- **Quoted passage**:
That plan already calls for U.S. European Command (EUCOM) headquarters, along with U.S. Special Operations Command Europe, to relocate headquarters, also in the German city of Stuttgart, to Belgium.

Currently, AFRICOM has about 1,200 military and civilians assigned to its headquarters in Stuttgart. But officials said the move should not impact U.S. operations in Africa.

FILE - U.S. Army Lt. Gen. Stephen Townsend watches during a tour north of Baghdad, Iraq, Feb. 8, 2017.

“It is important our African partners understand our commitment to them remains strong," Townsend said in Friday’s statement, adding his command "will continue to work with our African and other partners to address mutual interests.”

While a new site for the command headquarters has not yet been chosen, an AFRICOM official told VOA that planners will be looking first to other European countries, and then at moving the command to the U.S.

“The team will look at available infrastructure, housing, access to transportation, adequate medical care, and a range of other consideration factors,” said AFRICOM spokesman Col. Chris Karns.

- **Excerpted data**:
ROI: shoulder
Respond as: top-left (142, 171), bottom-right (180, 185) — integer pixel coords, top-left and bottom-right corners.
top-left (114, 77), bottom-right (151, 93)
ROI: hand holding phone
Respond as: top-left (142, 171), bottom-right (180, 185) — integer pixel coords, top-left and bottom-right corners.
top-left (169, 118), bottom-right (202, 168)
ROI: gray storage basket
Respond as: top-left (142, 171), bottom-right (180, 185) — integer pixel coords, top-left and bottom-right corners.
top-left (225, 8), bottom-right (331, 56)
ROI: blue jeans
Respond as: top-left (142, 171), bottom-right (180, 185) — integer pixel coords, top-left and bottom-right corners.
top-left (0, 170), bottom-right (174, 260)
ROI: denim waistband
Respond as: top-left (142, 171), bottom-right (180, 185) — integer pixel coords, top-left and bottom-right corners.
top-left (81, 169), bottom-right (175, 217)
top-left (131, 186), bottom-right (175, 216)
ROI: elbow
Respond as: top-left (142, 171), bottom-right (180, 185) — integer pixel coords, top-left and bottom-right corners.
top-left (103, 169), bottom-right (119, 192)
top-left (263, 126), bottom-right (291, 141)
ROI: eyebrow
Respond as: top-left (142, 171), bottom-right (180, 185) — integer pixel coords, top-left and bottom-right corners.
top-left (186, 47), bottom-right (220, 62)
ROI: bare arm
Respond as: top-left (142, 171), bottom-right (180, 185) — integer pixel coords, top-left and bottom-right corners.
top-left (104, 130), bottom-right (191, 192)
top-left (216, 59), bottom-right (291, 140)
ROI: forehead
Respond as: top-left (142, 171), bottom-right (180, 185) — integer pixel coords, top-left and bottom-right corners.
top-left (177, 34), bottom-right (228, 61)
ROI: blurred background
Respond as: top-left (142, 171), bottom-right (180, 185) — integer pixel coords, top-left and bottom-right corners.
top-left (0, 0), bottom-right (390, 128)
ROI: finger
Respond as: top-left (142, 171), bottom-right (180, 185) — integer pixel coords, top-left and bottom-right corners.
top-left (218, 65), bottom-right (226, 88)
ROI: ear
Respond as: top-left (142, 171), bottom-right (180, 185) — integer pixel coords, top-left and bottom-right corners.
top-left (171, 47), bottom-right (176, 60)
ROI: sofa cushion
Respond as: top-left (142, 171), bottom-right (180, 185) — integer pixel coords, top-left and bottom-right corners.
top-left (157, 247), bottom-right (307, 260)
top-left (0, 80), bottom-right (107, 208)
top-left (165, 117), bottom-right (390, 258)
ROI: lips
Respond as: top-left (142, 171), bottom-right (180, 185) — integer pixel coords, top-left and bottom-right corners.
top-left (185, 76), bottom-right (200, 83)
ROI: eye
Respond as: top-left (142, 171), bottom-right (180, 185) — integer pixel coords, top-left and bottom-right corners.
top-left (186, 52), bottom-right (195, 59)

- **What to work on**:
a) According to the passage on AFRICOM's headquarters, about how many military and civilian personnel are assigned to the command's headquarters in Stuttgart?
b) In the passage on AFRICOM's headquarters, condense the paragraph beginning "While a new site for the command headquarters" into a single shorter sentence that keeps its main facts.
c) Carry on the passage on AFRICOM's headquarters from its final sentence.

- **Outputs for the tasks**:
a) About 1,200.

b) No new headquarters site has been chosen, but an AFRICOM official told VOA that planners will consider other European countries first and then the U.S.

c)
“It will be a deliberate and orderly approach and process,” he added, noting, “It was important to let partners as well as personnel and families know that planning is under way.”

Africa itself, where the U.S. has long tried to maintain a small military footprint, is not under consideration, officials said.

Just how much moving AFRICOM’s headquarters from Stuttgart will cost, and how much money could be saved by using another location, has yet to be determined.

Reaction to changes

While U.S. military officials argue the changes are strategically necessary and will give them more flexibility, German officials have expressed disappointment at the U.S. decision to pull some 12,000 troops from the country.

FILE - Norbert Roettgen, Chairman of the Foreign Affairs Committee of the Bundestag, speaks during a press conference in Berlin, Germany, Feb. 18, 2020.

"Instead of strengthening NATO, the troop withdrawal will weaken the alliance," Norbert Roettgen, a senior ally of German Chancellor Angela Merkel and the chairman of the German parliament's foreign affairs committee, told the Augsburger Allgemeine newspaper.

U.S. lawmakers, including some Republicans who often side with Trump, have also raised concerns about the changes, though Sen. Jim Inhofe, chairman of the Senate Armed Services Committee, has called the moves “sound.”

Trump defended the decision to pull troops out of Germany earlier this week, suggesting the U.S. could move troops based with other NATO allies if those countries do not increase defense spending.

"We don't want to be the suckers anymore,” he told reporters Wednesday.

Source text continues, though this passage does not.